New laws governing the conduct of parliamentary and presidential elections, as well as a law creating a Central Election Commission, came into effect in 1998. These laws, combined with the 1997 law on political parties, make it extremely difficult for opposition parties to come into being, to nominate candidates, and to campaign. The procedures to register a candidate are burdensome and the Central Election Commission has authority to deny registration. For example, a presidential candidate is prohibited from campaigning before being registered, but must present a list of 150,000 signatures in order to be registered. The Central Election Commission must deny registration of presidential candidates who are found to "harm the health and morality of the people." The 1998 statutes deleted a previous provision allowing recourse to the Supreme Court to candidates whose parties are denied registration. The Ministry of Justice has the right to suspend parties for up to 6 months without a court order.

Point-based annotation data
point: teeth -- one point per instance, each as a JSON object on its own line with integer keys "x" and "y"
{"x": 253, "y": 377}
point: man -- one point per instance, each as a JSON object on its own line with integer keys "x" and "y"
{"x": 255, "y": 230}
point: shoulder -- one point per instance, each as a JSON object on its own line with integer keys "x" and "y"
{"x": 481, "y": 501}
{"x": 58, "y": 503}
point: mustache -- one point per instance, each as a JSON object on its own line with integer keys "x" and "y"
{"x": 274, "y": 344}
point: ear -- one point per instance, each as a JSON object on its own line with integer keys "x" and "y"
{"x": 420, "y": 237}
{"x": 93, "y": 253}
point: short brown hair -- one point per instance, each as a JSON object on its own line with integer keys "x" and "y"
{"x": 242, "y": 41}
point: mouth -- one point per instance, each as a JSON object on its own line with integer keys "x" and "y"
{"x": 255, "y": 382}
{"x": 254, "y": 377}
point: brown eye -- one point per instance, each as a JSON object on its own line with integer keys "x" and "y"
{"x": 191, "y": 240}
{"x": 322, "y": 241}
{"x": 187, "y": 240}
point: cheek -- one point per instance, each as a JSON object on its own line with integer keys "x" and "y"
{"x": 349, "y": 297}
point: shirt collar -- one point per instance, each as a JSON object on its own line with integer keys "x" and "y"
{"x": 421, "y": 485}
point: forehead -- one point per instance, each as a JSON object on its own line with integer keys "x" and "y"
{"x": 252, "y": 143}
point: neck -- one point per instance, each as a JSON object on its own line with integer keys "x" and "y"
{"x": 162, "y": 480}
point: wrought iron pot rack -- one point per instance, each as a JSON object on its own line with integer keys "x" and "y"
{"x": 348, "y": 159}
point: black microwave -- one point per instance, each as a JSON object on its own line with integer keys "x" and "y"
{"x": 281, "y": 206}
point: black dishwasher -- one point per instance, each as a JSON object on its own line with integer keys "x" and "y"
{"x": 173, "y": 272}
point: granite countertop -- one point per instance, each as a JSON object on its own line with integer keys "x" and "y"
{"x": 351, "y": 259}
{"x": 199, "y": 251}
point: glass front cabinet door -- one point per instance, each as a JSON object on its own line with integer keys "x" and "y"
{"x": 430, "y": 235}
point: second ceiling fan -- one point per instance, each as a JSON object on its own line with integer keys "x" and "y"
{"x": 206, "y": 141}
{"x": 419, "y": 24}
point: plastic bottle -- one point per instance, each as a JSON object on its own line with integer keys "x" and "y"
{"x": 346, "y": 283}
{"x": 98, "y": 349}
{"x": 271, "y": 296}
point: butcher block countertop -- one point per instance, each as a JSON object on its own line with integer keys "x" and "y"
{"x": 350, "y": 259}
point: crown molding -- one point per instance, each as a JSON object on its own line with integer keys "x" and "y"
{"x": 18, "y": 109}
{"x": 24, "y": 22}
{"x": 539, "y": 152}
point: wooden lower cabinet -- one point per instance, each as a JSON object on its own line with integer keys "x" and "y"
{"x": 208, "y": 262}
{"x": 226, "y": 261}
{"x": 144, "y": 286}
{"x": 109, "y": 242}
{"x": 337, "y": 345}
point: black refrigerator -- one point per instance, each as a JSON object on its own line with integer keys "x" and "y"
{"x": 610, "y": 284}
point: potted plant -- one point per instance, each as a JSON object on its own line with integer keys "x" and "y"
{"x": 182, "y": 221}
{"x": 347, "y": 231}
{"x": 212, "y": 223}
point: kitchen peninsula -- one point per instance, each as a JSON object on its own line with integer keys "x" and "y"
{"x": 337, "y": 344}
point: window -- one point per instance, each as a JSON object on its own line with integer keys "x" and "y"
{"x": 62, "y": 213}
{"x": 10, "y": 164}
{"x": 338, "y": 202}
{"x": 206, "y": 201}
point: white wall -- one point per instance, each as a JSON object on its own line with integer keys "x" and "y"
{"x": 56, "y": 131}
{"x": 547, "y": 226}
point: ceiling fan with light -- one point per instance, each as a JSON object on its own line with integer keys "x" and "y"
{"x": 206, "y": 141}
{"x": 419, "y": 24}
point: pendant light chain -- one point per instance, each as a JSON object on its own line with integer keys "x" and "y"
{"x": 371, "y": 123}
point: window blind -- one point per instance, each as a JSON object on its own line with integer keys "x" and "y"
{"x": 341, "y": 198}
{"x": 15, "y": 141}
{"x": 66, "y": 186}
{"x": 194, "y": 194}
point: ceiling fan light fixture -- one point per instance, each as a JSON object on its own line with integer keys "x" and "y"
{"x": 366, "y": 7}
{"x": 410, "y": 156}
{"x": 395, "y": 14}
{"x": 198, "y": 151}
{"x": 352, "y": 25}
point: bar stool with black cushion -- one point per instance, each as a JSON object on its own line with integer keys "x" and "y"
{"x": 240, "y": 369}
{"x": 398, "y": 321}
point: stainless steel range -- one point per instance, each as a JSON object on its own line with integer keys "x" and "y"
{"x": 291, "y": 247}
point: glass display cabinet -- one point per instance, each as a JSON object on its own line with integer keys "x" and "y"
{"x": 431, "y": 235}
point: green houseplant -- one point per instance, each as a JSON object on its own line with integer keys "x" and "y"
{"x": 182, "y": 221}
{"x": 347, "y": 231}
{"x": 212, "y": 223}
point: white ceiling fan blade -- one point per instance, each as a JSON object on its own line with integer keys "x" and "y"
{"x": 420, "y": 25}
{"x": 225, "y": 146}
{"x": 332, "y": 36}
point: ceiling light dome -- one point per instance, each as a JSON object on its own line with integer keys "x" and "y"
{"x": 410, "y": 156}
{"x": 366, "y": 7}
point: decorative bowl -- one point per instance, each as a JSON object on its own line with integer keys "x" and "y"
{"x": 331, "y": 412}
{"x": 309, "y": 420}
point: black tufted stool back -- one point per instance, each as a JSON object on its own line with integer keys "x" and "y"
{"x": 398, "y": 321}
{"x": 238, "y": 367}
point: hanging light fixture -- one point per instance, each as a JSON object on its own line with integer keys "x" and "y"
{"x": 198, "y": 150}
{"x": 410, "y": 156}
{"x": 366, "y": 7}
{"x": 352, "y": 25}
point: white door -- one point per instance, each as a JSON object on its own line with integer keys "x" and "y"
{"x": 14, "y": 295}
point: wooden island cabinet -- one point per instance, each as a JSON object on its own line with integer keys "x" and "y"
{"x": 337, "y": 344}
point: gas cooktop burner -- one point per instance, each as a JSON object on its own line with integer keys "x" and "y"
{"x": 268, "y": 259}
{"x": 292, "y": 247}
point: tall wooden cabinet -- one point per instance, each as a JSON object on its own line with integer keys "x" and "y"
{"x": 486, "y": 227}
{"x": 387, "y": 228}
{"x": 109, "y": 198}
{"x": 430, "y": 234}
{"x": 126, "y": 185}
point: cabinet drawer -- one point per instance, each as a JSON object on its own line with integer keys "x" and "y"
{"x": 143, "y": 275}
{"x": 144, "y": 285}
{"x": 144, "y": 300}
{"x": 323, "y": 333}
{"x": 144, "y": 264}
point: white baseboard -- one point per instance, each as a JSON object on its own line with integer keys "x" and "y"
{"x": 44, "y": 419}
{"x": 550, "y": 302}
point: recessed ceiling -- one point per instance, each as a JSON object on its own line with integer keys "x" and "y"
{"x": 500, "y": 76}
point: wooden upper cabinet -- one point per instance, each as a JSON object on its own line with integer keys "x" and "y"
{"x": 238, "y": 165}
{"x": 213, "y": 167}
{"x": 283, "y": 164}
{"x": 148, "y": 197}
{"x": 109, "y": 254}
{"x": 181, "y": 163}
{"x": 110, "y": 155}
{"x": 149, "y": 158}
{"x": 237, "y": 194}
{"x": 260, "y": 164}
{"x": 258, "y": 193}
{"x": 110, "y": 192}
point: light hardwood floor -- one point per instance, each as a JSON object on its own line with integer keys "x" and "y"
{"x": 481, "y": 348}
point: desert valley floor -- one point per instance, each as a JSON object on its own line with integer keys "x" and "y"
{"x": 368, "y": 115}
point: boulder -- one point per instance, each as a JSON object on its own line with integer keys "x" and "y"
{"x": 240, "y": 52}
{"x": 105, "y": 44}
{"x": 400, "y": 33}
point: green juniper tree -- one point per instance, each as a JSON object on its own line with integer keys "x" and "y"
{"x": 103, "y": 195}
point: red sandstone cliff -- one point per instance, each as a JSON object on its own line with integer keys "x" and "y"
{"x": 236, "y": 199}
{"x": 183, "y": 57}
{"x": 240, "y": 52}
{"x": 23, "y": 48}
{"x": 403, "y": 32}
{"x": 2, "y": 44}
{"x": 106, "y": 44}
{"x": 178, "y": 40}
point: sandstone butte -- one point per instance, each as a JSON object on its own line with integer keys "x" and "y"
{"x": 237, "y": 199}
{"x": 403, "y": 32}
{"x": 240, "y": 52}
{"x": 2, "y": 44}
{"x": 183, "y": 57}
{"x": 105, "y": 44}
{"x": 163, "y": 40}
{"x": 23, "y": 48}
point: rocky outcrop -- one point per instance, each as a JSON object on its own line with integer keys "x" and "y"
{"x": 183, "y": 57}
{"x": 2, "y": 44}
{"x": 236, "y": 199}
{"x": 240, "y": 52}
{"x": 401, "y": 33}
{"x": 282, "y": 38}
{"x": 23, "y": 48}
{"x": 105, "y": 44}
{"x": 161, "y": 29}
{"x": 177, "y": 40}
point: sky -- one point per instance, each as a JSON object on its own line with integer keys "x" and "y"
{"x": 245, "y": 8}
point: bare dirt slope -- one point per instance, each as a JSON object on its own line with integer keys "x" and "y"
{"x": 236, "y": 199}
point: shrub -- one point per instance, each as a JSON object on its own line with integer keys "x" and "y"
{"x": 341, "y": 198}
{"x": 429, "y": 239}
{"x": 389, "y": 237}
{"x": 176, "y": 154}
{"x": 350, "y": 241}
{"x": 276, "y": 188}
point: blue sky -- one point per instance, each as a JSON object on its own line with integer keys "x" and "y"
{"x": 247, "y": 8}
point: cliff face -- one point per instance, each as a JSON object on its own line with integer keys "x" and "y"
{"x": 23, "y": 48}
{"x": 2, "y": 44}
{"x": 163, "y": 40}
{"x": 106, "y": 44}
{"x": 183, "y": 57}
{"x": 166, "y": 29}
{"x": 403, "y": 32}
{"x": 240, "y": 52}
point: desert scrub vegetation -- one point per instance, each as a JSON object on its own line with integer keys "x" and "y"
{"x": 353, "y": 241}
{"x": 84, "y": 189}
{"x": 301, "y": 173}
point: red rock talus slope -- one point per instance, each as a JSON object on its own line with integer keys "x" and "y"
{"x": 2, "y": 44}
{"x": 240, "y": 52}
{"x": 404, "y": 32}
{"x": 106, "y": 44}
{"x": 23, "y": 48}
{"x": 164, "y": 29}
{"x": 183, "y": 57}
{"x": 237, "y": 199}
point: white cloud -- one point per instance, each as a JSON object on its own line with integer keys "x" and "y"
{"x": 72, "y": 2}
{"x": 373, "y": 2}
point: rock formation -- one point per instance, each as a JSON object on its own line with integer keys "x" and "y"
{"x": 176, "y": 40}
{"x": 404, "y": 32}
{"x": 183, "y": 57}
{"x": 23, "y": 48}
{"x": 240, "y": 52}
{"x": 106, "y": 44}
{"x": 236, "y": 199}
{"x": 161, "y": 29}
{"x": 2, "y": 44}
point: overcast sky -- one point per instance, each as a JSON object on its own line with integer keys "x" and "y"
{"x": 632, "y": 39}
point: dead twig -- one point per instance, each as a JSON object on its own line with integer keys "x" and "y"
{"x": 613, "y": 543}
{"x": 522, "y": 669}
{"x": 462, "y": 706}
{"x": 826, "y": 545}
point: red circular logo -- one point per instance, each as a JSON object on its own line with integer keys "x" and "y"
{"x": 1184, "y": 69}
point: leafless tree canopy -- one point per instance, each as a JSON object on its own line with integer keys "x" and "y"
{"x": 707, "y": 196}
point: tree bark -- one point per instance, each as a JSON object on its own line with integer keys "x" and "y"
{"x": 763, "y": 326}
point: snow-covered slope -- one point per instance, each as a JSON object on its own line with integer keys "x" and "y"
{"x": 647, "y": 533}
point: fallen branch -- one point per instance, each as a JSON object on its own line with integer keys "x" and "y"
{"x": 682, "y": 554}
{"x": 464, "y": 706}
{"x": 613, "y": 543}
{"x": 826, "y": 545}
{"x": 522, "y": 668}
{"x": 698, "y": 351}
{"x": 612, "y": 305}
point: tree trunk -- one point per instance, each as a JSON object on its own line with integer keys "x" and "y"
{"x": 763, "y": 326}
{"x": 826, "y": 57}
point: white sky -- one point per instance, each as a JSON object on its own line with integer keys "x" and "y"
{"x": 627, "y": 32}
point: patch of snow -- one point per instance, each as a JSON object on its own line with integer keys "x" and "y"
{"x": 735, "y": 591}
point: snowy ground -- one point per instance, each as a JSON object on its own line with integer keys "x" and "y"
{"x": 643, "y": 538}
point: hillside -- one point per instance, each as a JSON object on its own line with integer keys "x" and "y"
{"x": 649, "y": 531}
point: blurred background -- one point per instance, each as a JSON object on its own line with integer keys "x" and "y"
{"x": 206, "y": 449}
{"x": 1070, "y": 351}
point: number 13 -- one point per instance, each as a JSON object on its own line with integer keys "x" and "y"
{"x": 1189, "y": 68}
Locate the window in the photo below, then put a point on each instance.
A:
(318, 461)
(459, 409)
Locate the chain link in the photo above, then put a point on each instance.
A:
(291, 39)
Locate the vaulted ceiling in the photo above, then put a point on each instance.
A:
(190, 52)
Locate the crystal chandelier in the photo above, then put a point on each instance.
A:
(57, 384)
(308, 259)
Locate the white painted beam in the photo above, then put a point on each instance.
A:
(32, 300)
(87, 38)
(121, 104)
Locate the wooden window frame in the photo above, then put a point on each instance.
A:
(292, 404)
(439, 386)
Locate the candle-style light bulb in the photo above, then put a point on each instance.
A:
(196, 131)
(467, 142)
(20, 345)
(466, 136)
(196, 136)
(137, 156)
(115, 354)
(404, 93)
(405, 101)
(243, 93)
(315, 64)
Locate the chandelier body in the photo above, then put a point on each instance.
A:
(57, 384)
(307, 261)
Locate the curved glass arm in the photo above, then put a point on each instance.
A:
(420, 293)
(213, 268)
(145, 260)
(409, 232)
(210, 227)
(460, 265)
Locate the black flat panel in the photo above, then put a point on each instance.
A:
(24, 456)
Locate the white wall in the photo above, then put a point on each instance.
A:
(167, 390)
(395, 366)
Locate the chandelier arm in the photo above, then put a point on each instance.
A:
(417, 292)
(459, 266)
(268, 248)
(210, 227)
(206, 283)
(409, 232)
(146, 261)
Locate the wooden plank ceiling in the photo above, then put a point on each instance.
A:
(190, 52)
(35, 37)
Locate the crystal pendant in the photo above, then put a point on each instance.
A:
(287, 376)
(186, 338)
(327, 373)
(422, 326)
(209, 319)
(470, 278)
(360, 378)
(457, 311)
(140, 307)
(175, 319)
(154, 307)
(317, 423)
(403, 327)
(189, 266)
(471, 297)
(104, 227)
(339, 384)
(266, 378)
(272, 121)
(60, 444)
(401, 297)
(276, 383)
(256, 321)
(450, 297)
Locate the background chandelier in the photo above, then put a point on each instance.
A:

STATED EXERCISE
Answer these questions using the election laws text above.
(a) In what year did the new laws on parliamentary and presidential elections come into effect?
(b) How many signatures must a presidential candidate present in order to be registered?
(c) For how long can the Ministry of Justice suspend parties without a court order?

WORKED ANSWER
(a) 1998
(b) 150,000
(c) Up to 6 months